[Stored data]
__________
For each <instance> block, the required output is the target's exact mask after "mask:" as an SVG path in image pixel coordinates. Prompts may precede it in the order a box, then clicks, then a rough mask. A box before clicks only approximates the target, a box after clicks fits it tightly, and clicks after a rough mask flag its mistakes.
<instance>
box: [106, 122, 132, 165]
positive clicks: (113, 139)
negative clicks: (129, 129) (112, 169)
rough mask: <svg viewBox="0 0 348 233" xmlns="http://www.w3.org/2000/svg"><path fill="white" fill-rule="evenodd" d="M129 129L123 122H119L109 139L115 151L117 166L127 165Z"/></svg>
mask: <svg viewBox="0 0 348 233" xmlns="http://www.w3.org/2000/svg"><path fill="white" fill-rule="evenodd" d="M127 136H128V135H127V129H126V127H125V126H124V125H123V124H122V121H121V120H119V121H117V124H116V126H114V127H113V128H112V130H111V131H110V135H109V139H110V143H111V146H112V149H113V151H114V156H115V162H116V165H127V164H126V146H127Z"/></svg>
__________
- **Work item**: Work through the records above. Copy every line with the string "instance".

- **Exercise output**:
For each <instance> block, the required output is the target's exact mask after "mask:" as an SVG path in image pixel coordinates. Prompts may precede it in the order a box, then clicks, then a rough mask. A box before clicks only approximates the target, a box after clicks fits it tightly, and clicks after a rough mask flag its mistakes.
<instance>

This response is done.